Exercise brief → Go through the records below and copy out every line that contains the word "grey".
# Start of Provided data
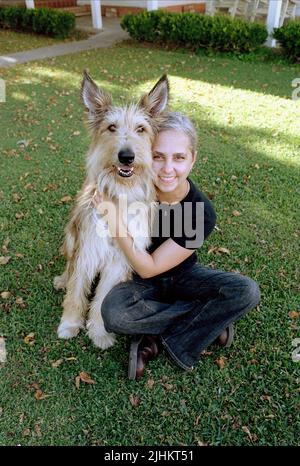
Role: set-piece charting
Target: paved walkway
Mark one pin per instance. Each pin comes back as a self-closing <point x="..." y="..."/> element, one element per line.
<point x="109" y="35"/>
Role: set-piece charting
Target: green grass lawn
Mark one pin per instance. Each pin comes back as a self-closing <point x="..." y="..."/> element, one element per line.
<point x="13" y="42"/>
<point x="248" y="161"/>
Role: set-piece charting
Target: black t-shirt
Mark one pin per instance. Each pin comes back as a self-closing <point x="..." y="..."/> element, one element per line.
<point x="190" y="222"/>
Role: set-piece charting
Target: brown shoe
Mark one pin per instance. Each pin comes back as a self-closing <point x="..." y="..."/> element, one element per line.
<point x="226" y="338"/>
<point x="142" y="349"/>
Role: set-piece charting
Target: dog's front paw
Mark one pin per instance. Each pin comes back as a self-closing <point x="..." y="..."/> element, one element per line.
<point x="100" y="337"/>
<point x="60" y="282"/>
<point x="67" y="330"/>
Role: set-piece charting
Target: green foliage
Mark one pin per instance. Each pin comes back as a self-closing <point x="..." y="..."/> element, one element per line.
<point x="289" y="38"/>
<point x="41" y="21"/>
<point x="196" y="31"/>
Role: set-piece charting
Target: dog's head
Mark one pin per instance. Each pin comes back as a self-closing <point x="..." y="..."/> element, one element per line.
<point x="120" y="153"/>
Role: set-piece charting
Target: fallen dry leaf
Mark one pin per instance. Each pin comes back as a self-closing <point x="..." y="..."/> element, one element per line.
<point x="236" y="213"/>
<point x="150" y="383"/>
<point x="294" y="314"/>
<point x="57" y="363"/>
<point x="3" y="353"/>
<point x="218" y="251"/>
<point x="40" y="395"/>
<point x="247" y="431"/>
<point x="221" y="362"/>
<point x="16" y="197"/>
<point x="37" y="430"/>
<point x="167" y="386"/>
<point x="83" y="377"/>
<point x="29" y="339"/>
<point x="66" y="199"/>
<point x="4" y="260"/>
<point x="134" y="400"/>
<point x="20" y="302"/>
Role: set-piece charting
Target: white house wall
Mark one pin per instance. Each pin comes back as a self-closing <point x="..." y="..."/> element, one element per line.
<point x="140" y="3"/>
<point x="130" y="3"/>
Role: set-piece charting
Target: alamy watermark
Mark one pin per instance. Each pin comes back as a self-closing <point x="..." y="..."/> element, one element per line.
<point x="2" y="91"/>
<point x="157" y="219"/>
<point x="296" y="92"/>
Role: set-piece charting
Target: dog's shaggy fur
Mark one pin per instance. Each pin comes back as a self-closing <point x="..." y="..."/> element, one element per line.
# End of Provided data
# Start of Provided data
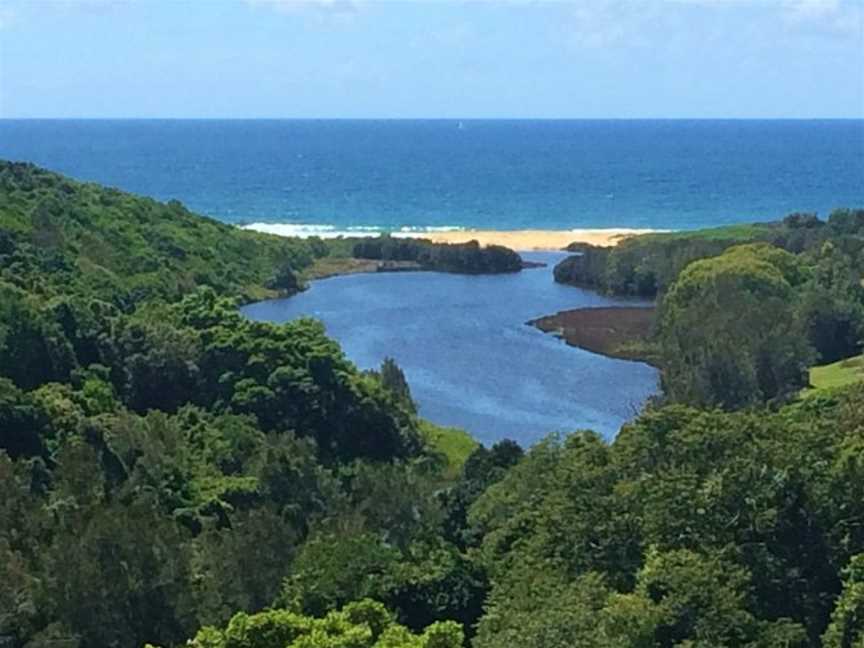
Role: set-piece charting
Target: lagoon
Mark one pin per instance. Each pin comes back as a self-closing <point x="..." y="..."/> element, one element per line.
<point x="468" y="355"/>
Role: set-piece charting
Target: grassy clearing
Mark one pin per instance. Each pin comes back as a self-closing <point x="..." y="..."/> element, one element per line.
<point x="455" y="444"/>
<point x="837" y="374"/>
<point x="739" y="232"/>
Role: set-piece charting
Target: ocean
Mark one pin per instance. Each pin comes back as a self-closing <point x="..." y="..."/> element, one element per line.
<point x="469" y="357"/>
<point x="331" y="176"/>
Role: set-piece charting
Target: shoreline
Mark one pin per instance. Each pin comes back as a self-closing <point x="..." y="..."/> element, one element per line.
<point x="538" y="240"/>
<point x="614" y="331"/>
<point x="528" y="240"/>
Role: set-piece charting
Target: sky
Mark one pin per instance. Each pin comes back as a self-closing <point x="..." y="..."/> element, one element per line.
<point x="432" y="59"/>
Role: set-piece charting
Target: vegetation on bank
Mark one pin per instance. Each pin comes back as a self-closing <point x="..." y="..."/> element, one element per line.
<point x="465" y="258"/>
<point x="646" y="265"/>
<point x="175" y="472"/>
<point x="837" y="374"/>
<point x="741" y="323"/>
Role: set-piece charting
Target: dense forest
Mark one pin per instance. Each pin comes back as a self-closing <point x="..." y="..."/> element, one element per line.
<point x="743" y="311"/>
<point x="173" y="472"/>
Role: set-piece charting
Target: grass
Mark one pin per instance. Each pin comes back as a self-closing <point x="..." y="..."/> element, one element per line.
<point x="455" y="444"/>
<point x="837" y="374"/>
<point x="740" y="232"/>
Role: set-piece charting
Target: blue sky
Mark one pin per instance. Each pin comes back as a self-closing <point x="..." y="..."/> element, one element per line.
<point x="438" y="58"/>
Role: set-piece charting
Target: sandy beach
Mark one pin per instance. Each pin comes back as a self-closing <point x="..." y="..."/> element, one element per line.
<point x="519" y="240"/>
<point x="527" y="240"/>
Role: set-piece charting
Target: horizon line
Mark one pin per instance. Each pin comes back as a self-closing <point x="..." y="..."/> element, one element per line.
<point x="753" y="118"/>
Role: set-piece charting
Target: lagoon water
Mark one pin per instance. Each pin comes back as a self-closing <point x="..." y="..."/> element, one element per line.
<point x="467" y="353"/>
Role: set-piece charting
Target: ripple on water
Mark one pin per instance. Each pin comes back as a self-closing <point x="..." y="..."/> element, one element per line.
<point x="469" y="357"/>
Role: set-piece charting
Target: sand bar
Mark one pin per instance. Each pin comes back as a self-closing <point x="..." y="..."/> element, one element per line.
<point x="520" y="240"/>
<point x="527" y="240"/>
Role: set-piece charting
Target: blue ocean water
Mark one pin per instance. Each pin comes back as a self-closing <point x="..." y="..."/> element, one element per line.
# End of Provided data
# Start of Provided data
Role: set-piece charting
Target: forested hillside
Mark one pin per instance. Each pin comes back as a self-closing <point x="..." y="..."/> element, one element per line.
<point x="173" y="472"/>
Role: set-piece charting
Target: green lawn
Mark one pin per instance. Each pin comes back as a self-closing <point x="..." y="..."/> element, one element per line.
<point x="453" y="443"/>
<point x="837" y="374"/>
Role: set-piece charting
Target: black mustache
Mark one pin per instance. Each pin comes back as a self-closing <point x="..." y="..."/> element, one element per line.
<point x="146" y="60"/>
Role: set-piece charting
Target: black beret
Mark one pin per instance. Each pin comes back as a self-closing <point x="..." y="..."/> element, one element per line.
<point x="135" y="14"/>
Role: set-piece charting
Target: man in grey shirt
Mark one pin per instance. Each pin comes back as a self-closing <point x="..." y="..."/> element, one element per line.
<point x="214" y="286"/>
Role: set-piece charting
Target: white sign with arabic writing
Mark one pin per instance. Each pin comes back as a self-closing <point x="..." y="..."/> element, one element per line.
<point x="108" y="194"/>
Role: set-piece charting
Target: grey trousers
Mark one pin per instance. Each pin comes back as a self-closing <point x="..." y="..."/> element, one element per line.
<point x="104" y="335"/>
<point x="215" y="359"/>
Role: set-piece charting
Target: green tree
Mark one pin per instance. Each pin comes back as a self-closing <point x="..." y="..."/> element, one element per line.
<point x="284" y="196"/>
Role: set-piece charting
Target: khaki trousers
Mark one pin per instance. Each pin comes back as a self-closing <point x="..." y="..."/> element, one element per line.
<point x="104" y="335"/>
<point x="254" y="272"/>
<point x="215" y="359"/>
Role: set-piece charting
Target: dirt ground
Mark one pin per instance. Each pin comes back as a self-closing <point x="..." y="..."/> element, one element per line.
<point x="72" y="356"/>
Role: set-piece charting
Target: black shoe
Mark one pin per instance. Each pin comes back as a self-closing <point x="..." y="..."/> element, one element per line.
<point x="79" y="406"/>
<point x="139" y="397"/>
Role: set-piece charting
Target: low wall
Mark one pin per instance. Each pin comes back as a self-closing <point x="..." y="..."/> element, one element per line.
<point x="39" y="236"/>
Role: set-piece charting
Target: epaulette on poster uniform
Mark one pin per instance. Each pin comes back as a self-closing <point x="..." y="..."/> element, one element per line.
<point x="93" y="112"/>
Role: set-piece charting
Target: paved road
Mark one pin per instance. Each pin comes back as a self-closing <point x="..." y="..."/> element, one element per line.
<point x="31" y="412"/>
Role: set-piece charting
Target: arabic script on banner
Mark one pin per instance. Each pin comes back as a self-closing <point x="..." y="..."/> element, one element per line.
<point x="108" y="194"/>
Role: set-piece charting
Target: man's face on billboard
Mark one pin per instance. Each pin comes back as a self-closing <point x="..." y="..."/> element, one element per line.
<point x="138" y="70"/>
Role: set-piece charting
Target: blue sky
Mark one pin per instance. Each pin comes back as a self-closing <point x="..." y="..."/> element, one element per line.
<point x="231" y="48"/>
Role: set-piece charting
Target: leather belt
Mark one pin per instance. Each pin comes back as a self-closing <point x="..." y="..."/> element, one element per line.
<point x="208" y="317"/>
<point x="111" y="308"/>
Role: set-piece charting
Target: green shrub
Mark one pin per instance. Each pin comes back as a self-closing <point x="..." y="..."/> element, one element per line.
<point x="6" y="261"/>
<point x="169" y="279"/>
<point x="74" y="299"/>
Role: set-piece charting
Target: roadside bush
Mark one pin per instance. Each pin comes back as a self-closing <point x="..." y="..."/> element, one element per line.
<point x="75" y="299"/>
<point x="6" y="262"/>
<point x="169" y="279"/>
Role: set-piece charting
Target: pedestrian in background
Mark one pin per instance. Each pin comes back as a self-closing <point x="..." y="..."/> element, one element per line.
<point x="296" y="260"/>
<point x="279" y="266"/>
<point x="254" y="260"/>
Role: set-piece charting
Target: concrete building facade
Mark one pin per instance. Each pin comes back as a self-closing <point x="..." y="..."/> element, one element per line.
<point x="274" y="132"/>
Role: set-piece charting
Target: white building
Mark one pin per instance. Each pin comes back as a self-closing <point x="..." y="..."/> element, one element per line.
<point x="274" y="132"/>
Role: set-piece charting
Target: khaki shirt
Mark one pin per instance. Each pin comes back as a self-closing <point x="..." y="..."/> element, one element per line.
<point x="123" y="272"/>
# End of Provided data
Expected answer →
Target: man in grey shirt
Target: grey trousers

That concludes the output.